WHAT TO PRODUCE
Would you give the data below back exactly as it reads?

=== Begin Enclosure ===

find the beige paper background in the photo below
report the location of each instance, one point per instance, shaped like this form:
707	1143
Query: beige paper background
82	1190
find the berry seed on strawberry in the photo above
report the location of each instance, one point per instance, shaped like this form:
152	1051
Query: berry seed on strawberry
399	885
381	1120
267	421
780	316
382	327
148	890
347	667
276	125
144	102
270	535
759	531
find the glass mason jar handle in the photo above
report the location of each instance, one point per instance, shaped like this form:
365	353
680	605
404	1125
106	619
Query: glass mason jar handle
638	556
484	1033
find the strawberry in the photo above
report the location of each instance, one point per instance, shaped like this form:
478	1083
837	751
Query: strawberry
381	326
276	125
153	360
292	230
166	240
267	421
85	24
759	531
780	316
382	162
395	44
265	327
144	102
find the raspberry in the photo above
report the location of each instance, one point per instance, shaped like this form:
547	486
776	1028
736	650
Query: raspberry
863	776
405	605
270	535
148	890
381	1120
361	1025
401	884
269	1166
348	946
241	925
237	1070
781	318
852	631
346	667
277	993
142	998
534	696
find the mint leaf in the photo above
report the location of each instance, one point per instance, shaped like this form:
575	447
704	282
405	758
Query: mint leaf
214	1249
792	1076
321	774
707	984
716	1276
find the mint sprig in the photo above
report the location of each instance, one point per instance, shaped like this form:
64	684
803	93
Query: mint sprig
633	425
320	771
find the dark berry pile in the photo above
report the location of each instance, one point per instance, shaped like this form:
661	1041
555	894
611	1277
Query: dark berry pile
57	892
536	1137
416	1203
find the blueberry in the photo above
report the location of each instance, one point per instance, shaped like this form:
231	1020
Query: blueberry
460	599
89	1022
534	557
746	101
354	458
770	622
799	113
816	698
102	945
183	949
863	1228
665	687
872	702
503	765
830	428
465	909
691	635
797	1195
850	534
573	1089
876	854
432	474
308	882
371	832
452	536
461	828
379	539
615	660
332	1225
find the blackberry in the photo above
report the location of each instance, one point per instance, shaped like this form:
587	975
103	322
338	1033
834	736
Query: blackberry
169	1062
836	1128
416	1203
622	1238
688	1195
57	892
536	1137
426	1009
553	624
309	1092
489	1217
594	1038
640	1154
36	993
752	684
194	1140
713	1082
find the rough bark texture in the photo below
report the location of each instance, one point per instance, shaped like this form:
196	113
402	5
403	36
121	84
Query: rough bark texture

=== End Enclosure ===

TASK ANSWER
find the beige paper background in the photo below
report the location of each instance, one point per instance, shaped like this form:
707	1143
Query: beige paper background
82	1190
find the berry seed on strawberry in the photo above
report the location of each instance, one point per instance, shaped like this form:
152	1051
Query: berry seed on strawberry
399	885
381	1120
267	421
780	316
382	327
148	890
347	667
276	125
144	102
270	535
759	531
find the glass mason jar handle in the photo above
report the location of each instance, one point per instance, shaped like this form:
365	353
680	605
404	1125
106	619
Query: glass mason jar handle
638	556
484	1033
find the strawberry in the photo above
report the location of each instance, one point per instance, shaped like this form:
478	1083
837	751
Query: strawberry
381	326
276	125
153	360
292	230
166	240
267	421
85	24
759	531
780	316
382	162
395	44
265	327
144	102
find the raspberry in the photo above
report the location of each instance, one point per instance, shaped like this form:
547	486
776	1028
736	650
Query: raspberry
863	776
405	605
270	535
148	890
381	1120
361	1025
401	884
269	1166
348	946
241	925
237	1070
781	318
852	631
346	667
277	993
142	998
534	696
find the mint leaf in the photo above
report the location of each instance, one point per instance, shaped like this form:
575	447
704	282
405	758
Query: mint leaf
214	1249
792	1076
321	774
707	984
716	1276
find the mint sprig in the photo above
report the location of each instance, one point per instance, shaped like this form:
64	684
803	93
Query: mint sprig
633	425
320	771
find the dark berry pile in the photo above
report the location of each instance, one point per instance, shaped like this form:
661	1041
555	894
611	1277
Query: dark berry pile
57	892
536	1137
416	1203
find the blueberry in the photo above
report the location of each instance, one point per instance, shaped like this form:
231	1020
Query: blueberry
460	599
89	1022
534	557
746	101
354	458
770	622
799	113
816	698
102	945
183	949
863	1228
665	687
872	702
503	765
830	428
465	909
691	635
797	1195
850	534
573	1089
876	854
432	474
308	882
371	832
452	536
461	828
379	539
615	660
332	1225
find the blackberry in the photo above
report the location of each instance, one point per instance, shaped like this form:
587	975
103	322
338	1033
834	736
Query: blackberry
169	1062
836	1128
416	1203
622	1238
688	1195
57	892
536	1137
426	1009
553	624
309	1092
489	1217
594	1038
640	1154
36	993
752	684
194	1140
713	1082
find the rough bark texture in the photo below
report the location of each instance, one point per instance, shaped like this form:
196	113
402	5
403	36
121	84
Query: rough bark texture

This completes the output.